**STATED TASK:**
Rewrite each line of the records below as an entry in a numbered list, skipping any blank lines. Leave the picture lines out of your list.

**Items taken from a data source:**
_ _ _ _ _ _ _
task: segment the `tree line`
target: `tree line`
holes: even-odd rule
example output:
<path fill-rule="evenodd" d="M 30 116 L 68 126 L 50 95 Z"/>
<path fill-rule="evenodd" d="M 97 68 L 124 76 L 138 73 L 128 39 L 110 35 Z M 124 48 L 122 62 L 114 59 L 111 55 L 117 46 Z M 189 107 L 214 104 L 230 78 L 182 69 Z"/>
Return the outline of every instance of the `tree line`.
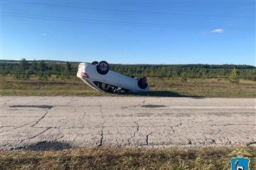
_ _ _ _ _ _ _
**TASK RESPONSE:**
1. task: segment the `tree line`
2. target: `tree line`
3. holes: even-odd rule
4. example output:
5. <path fill-rule="evenodd" d="M 30 116 L 68 126 L 50 95 Z"/>
6. <path fill-rule="evenodd" d="M 97 68 L 124 76 L 138 73 L 128 39 L 110 35 Z M 124 48 L 122 62 L 114 59 L 111 55 L 117 46 Z M 189 107 L 214 104 L 230 78 L 182 69 Z"/>
7. Return the outline of every instance of the `tree line`.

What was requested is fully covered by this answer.